> [Provided passage]
LLM-Assisted Semantic Alignment and Integration in Collaborative Model-Based Systems Engineering Using SysML v2
Cross-organizational collaboration in Model-Based Systems Engineering (MBSE) faces many challenges in achieving semantic alignment across independently developed system models. SysML v2 introduces enhanced structural modularity and formal semantics, offering a stronger foundation for interoperable modeling. Meanwhile, GPT-based Large Language Models (LLMs) provide new capabilities for assisting model understanding and integration. This paper proposes a structured, prompt-driven approach for LLM-assisted semantic alignment of SysML v2 models. The core contribution lies in the iterative development of an alignment approach and interaction prompts, incorporating model extraction, semantic matching, and verification. The approach leverages SysML v2 constructs such as alias, import, and metadata extensions to support traceable, soft alignment integration. It is demonstrated with a GPT-based LLM through an example of a measurement system. Benefits and limitations are discussed.
💡 Research Summary
The paper addresses a fundamental obstacle in modern Model‑Based Systems Engineering (MBSE): when multiple organizations (e.g., an OEM and its suppliers) develop subsystem models independently, structural heterogeneity and semantic misalignment hinder holistic analysis and integration. While SysML v2 introduces a richer textual syntax, explicit alias/import mechanisms, and extensible metadata that provide a formally defined semantic core, these features alone do not solve the coordination problem. At the same time, large language models (LLMs) such as GPT‑4o have demonstrated impressive natural‑language understanding and generation capabilities, suggesting they could mediate between informal documentation and formal model artifacts. However, LLMs suffer from non‑deterministic outputs, hallucinations, and a lack of traceability—issues that are unacceptable in rigorous engineering processes.

> [Stored data]
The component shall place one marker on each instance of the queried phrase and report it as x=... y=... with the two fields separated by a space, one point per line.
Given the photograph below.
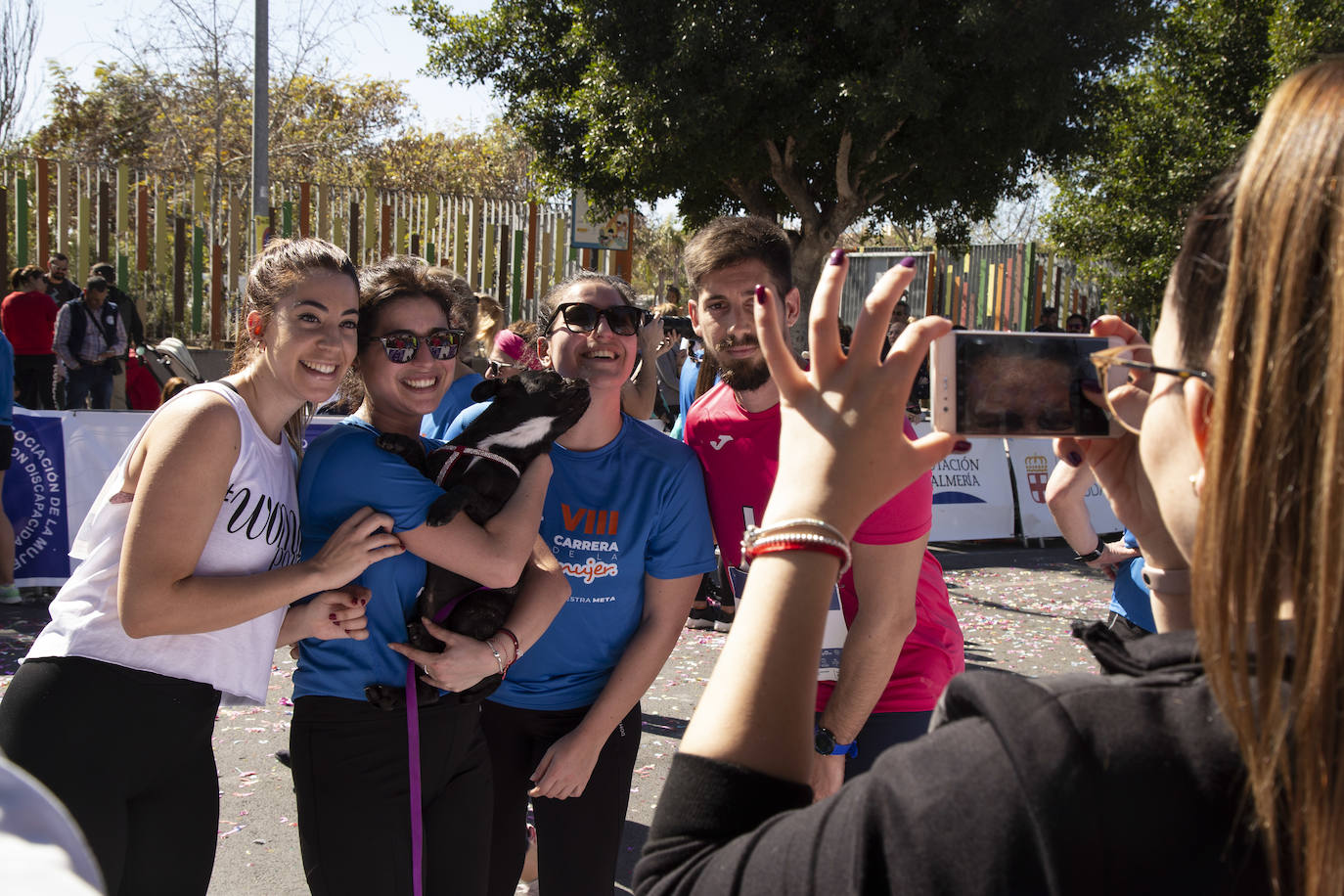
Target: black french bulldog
x=530 y=411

> [Work to complete]
Carry on the research summary of LLM-assisted semantic alignment of SysML v2 models from its last sentence, not the data.

> [Task response]
To bridge this gap, the authors formulate two research questions: (1) how can LLM technology be combined with SysML v2 constructs to enable semantic alignment and integration of cross‑organizational MBSE models? (2) how can a structured alignment approach be designed to support company‑specific semantic extensions, thereby allowing the LLM to perform context‑aware model understanding and integration? The paper builds on prior work that identified three integration concepts—unified modeling, transformation‑based integration, and soft alignment—and argues that soft alignment is the most compatible with LLM assistance because it preserves each partner’s original model while mapping relevant elements through lightweight extension packages.
The core contribution is a systematic, prompt‑driven workflow that couples LLM assistance with human verification at every stage. The workflow consists of four iterative phases:
- Model Extraction – The SysML v2 model is exported to a machine‑readable JSON representation that retains alias and import information, enabling downstream processing without altering the source model.
- Semantic Matching – The LLM receives the extracted elements together with domain documents (requirements, design descriptions) and a user‑defined extension library that encodes domain‑specific alignment concepts (e.g., allocation types). Using natural‑language similarity and the extension semantics, the LLM proposes candidate mappings.
- Verification & Annotation – Each mapping is automatically annotated with a confidence score and a textual rationale. Human engineers review, correct, or approve the suggestions, thereby injecting expert judgment and ensuring traceability.
- Additive Integration – Approved mappings are materialized as a new SysML v2 package that references original elements via the import mechanism. This “soft alignment” preserves the original models, supports incremental updates, and produces both JSON and human‑readable outputs.
A key methodological innovation is the use of an agile test‑process and Design Research Methodology to iteratively refine the prompts. Early experiments with a monolithic prompt produced inconsistent outputs and no traceability. By decomposing the interaction into staged prompts, inserting verification checkpoints, and embedding confidence scores and rationale into the model metadata, the authors achieved markedly higher stability and reproducibility across repeated runs. The approach was demonstrated on a measurement‑system case study involving an OEM and a supplier model, showing that the LLM could correctly align sensor definitions, data‑flow relationships, and calibration requirements when guided by the structured workflow.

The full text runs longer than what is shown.